▶ REQUIRED WORK:
Could you give the data below again, exactly and completely?

▶ GIVEN RECORDS:
_ _ _ _ _

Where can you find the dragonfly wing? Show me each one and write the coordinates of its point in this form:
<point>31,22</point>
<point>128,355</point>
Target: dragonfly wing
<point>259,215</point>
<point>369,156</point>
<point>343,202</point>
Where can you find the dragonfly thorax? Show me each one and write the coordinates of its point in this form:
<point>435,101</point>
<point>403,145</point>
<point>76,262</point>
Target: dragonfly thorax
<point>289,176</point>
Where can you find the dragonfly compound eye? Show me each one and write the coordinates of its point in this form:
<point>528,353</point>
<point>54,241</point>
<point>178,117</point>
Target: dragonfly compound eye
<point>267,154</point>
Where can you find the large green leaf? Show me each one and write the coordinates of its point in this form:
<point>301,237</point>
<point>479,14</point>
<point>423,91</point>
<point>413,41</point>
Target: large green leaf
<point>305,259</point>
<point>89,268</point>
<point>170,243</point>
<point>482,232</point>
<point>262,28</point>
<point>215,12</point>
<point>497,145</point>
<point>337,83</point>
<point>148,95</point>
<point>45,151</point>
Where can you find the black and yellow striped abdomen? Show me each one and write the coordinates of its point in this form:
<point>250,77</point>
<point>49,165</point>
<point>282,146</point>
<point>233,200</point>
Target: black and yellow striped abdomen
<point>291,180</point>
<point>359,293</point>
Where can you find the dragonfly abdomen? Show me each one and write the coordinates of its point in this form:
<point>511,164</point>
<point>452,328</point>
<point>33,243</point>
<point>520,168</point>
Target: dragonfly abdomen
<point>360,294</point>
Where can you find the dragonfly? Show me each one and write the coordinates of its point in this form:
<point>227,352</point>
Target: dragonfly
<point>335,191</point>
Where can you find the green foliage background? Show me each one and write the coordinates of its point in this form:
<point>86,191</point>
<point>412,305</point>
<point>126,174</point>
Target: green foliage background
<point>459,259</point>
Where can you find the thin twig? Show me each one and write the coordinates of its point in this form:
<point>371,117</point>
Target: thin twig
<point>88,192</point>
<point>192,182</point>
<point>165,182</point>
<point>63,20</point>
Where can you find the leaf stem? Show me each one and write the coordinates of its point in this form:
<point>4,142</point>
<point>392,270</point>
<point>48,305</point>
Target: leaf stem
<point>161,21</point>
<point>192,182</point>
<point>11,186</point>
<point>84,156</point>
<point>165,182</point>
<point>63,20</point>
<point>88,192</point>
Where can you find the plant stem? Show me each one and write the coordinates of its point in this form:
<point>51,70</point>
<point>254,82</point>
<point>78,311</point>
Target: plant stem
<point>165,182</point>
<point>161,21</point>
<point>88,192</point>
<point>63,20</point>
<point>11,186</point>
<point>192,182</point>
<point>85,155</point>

_ _ _ _ _

▶ RESULT FOR THIS TASK:
Where can you find the dragonfly wing? Show me each one and write the coordinates of its point in this form:
<point>31,22</point>
<point>128,355</point>
Target: dragonfly wing
<point>259,215</point>
<point>369,156</point>
<point>343,202</point>
Where can you find the dragonfly thorax? Show me each one and write the coordinates of its point in this form:
<point>435,101</point>
<point>403,145</point>
<point>76,262</point>
Target: dragonfly thorax
<point>289,176</point>
Where can you find the dragonfly compound eye? Show me each one and write the coordinates of its point in this form:
<point>528,353</point>
<point>54,241</point>
<point>178,117</point>
Target: dragonfly compound eye
<point>267,154</point>
Where can you find the large green leaf? Show me each one and write the coordinates of its point in this form:
<point>301,237</point>
<point>479,14</point>
<point>423,91</point>
<point>413,41</point>
Target: large green leaf
<point>305,259</point>
<point>89,268</point>
<point>170,243</point>
<point>482,232</point>
<point>262,28</point>
<point>215,12</point>
<point>497,145</point>
<point>337,83</point>
<point>148,95</point>
<point>45,151</point>
Where can you find the black and yellow striped abdomen? Show me each one and write the coordinates of its point in this form:
<point>250,77</point>
<point>49,165</point>
<point>282,146</point>
<point>233,200</point>
Target: black and yellow striped abdomen
<point>291,180</point>
<point>359,293</point>
Where can you find the dragonfly abdomen? Show me each one and write the coordinates of its point in this form:
<point>511,164</point>
<point>452,328</point>
<point>33,243</point>
<point>520,168</point>
Target: dragonfly abdomen
<point>360,294</point>
Where can you find the dragonfly? Show me each one and write the coordinates of its point in this form:
<point>227,352</point>
Target: dragonfly
<point>335,191</point>
Where can you find the green foliage background? Show me each one and write the coordinates of its point in this form:
<point>86,191</point>
<point>412,305</point>
<point>126,174</point>
Target: green foliage background
<point>459,259</point>
Where can you find the thin twig? Show me each one and write the coordinates of its point in this form:
<point>371,117</point>
Target: thin twig
<point>88,192</point>
<point>192,182</point>
<point>165,182</point>
<point>63,20</point>
Where can you find the leaf stem? Show me each one and write the coordinates of its point in this form:
<point>4,142</point>
<point>392,270</point>
<point>48,305</point>
Target: leaf stem
<point>161,21</point>
<point>192,182</point>
<point>11,186</point>
<point>84,156</point>
<point>165,182</point>
<point>63,20</point>
<point>88,192</point>
Where can you find the plant stem? Show me each one and write the coordinates of its point in this form:
<point>51,70</point>
<point>254,82</point>
<point>78,311</point>
Target: plant stem
<point>165,182</point>
<point>161,21</point>
<point>88,192</point>
<point>63,20</point>
<point>11,186</point>
<point>192,182</point>
<point>85,155</point>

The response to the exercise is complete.